▼
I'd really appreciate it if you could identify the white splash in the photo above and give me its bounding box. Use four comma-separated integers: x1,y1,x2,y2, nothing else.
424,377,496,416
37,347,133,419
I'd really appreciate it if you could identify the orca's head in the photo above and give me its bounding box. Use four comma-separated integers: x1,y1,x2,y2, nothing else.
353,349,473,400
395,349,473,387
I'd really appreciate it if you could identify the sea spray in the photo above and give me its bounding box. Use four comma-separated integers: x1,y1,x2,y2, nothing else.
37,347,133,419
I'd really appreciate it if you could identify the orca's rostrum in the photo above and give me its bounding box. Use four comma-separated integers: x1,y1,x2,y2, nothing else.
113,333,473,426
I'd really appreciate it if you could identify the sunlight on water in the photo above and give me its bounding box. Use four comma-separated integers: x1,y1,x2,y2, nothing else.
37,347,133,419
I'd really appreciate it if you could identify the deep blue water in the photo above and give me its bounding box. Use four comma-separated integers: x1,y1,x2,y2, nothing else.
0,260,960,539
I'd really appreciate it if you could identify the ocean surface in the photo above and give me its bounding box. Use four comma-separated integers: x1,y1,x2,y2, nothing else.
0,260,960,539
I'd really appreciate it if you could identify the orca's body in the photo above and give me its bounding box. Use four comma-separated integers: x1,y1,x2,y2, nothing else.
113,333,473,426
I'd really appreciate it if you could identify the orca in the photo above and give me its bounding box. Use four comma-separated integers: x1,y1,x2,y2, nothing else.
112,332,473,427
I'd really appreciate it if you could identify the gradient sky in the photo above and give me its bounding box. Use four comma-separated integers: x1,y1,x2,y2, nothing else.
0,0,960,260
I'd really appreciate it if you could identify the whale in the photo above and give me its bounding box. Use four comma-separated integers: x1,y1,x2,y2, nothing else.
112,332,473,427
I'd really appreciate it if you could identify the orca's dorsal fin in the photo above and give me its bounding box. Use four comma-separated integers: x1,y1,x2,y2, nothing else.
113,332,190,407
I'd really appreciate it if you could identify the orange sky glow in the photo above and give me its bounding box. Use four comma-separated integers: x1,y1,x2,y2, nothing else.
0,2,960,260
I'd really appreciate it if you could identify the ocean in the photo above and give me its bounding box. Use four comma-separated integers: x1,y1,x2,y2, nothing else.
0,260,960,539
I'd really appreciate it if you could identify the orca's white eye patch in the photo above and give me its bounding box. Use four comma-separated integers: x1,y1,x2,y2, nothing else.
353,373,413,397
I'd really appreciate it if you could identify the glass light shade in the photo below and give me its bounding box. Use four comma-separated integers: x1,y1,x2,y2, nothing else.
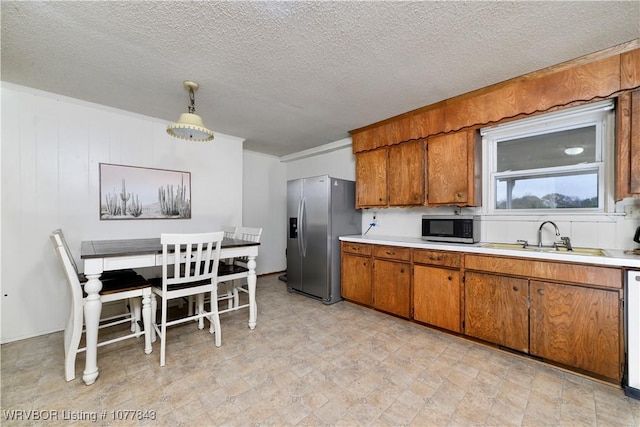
167,113,213,141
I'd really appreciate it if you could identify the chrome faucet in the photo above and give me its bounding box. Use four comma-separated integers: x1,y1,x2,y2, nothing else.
538,221,560,248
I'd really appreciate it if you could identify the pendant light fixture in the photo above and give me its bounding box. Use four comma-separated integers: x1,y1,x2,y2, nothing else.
167,80,213,141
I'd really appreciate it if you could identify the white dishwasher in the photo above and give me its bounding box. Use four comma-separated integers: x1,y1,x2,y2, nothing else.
623,271,640,399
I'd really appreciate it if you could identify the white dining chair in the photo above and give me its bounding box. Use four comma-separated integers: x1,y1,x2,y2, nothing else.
51,232,152,381
51,228,142,332
151,231,224,366
188,225,237,316
218,227,262,309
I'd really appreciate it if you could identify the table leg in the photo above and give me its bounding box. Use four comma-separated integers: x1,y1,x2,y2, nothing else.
247,256,258,329
142,289,153,354
82,273,102,385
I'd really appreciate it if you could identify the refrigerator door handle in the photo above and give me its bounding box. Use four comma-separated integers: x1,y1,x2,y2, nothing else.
296,199,302,255
298,197,307,257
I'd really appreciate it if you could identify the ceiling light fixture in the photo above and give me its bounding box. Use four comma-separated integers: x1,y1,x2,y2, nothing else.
167,80,213,141
564,147,584,156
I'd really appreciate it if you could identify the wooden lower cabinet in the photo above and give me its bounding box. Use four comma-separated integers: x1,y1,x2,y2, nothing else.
340,242,373,306
413,265,462,333
341,253,372,305
341,242,624,384
373,258,411,318
464,272,529,353
530,280,621,380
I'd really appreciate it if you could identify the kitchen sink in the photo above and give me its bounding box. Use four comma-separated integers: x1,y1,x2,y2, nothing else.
482,243,605,256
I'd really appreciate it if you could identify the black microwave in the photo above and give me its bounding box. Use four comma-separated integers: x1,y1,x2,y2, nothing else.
422,215,480,243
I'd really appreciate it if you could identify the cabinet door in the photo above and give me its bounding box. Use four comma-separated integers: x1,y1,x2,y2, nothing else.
531,280,621,381
616,90,640,201
356,148,389,208
341,253,371,305
464,272,529,353
388,141,424,206
373,259,411,318
425,131,479,206
413,265,461,332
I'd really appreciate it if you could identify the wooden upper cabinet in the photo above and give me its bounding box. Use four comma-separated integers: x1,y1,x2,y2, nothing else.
387,141,424,206
351,114,415,153
411,105,445,139
620,49,640,90
356,148,389,208
444,55,620,132
615,89,640,201
425,130,481,206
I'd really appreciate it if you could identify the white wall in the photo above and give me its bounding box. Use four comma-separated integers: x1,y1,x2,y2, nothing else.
282,138,356,182
0,82,243,342
242,150,287,274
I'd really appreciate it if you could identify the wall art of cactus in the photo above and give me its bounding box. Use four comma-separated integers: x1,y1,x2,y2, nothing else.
105,193,120,216
129,194,142,218
120,179,131,215
158,176,191,218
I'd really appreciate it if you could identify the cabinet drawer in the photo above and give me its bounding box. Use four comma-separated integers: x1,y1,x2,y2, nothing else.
342,242,371,256
373,245,411,261
413,249,460,268
464,255,623,289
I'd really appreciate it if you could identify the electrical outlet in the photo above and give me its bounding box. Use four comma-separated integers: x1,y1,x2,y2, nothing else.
624,205,640,219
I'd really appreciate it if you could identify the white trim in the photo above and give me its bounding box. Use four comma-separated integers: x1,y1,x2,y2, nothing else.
480,100,615,215
280,138,351,163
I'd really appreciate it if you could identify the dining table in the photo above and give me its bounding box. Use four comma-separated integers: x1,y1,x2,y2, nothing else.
80,237,260,385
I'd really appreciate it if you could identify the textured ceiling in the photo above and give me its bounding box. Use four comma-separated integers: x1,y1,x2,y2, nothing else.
1,1,640,156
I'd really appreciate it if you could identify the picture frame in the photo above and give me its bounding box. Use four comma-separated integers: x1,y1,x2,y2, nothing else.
99,163,191,221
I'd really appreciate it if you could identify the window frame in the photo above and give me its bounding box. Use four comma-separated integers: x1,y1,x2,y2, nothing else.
480,100,615,216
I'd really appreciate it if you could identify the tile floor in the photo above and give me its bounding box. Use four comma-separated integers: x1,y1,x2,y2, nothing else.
0,275,640,426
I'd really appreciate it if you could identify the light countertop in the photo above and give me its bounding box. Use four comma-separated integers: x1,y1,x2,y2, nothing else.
340,234,640,268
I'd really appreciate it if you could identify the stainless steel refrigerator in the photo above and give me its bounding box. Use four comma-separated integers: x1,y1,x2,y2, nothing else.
287,175,362,304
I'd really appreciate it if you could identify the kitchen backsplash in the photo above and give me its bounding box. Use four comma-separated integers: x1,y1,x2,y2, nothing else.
362,199,640,250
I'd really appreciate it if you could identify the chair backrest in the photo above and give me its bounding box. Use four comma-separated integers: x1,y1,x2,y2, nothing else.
220,225,237,239
160,231,224,290
51,230,83,310
236,227,262,243
51,228,79,274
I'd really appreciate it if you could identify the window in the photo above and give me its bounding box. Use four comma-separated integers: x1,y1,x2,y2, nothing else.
481,101,613,213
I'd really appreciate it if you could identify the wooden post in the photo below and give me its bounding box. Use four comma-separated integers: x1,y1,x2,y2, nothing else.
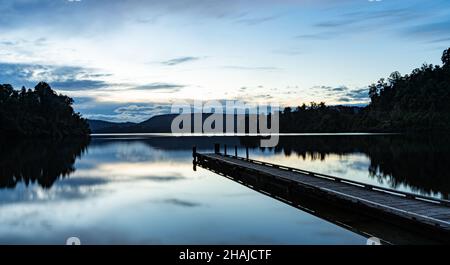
214,144,220,154
192,145,197,163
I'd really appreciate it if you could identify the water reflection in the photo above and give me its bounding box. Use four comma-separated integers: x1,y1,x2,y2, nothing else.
0,136,450,244
0,139,89,188
242,135,450,199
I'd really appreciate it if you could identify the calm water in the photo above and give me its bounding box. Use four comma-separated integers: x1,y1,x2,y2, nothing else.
0,136,450,244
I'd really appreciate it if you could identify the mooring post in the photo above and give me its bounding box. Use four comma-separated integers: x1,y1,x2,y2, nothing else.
214,144,220,154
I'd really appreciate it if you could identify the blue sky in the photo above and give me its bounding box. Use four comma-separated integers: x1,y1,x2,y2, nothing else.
0,0,450,121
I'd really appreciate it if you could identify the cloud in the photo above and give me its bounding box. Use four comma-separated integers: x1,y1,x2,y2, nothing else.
222,65,281,71
311,86,369,103
161,56,201,66
130,83,185,93
236,15,280,26
405,20,450,41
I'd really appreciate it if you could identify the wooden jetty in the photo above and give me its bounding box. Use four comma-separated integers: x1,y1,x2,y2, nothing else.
193,145,450,243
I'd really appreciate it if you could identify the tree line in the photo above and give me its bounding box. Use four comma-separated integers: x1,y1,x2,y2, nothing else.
280,48,450,132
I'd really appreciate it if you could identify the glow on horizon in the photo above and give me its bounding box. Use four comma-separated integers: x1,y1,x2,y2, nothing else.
0,0,450,121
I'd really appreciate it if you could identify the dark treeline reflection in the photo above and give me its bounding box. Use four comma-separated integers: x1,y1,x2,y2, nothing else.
241,135,450,199
0,138,89,189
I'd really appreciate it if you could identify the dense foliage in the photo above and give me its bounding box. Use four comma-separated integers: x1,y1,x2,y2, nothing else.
0,82,90,138
280,48,450,132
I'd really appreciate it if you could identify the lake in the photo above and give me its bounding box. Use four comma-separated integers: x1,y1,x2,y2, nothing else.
0,135,450,245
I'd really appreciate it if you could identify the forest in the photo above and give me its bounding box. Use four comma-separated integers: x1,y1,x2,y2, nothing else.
280,48,450,132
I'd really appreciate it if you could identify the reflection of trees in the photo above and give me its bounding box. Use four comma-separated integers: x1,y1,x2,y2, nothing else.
0,139,89,188
241,135,450,198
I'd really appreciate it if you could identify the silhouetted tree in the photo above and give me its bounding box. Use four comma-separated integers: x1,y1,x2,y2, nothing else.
0,82,90,138
280,48,450,132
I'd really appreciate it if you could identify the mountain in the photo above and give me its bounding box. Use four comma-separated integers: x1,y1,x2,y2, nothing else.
87,120,136,133
88,113,264,133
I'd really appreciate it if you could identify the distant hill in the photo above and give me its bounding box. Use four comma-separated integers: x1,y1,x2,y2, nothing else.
88,113,268,133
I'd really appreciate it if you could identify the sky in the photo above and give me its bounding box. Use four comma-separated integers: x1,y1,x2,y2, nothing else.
0,0,450,122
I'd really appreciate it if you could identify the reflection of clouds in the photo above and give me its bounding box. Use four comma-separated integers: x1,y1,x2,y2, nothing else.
140,175,186,182
0,179,106,204
350,161,369,171
159,198,202,207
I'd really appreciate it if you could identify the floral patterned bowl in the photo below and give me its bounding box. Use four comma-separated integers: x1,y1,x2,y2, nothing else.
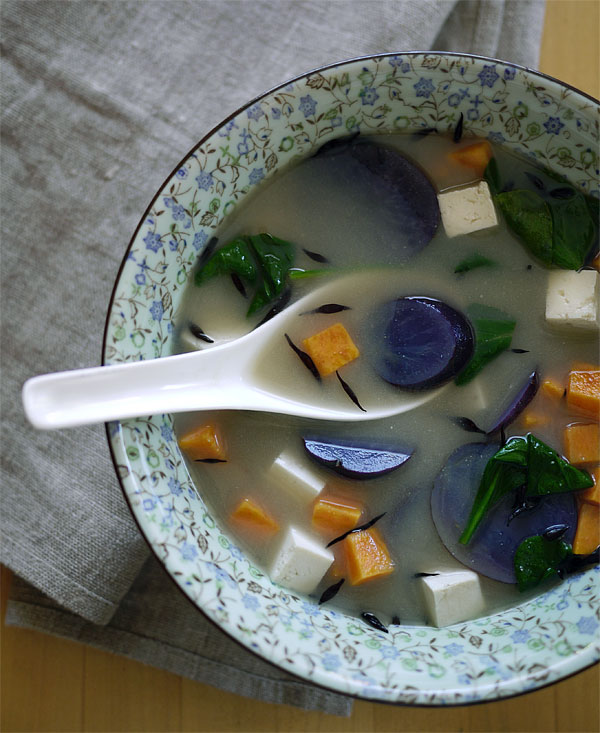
▲
# Written problem
Duplicate the lines of the records above, from the line containing "I'd really appreciate it if you could identify the deep" through the line containing "0,0,960,260", inclusive.

# Answer for this exercise
I'd really appreciate it if you could identify the deep blue water in the photo above and give me its bounding box. Use four comma-separated integers: x1,y1,x2,y2, nothing else.
0,260,960,539
I'd really appreciate it if you could identify the ocean surface in the photo above and give me its bounding box. Use four comma-separated integers: x1,y1,x2,y2, nothing else.
0,260,960,539
I'd really appreciate it if you could identify the orca's body in the photo above and give me its bounding box. Use four comma-separated integers: x1,y1,x2,y2, nothing else.
113,333,473,426
I'd really appreciate it if you could identify the orca in the photo above and give me its bounding box. Use four comma-separated integers: x1,y1,x2,y2, nothing else.
112,332,473,427
I'd really appreciate it if you could identify the gradient sky in the photo above and give me its bounding box. Use four comma-separated integers: x1,y1,x2,y2, nothing else.
0,0,960,260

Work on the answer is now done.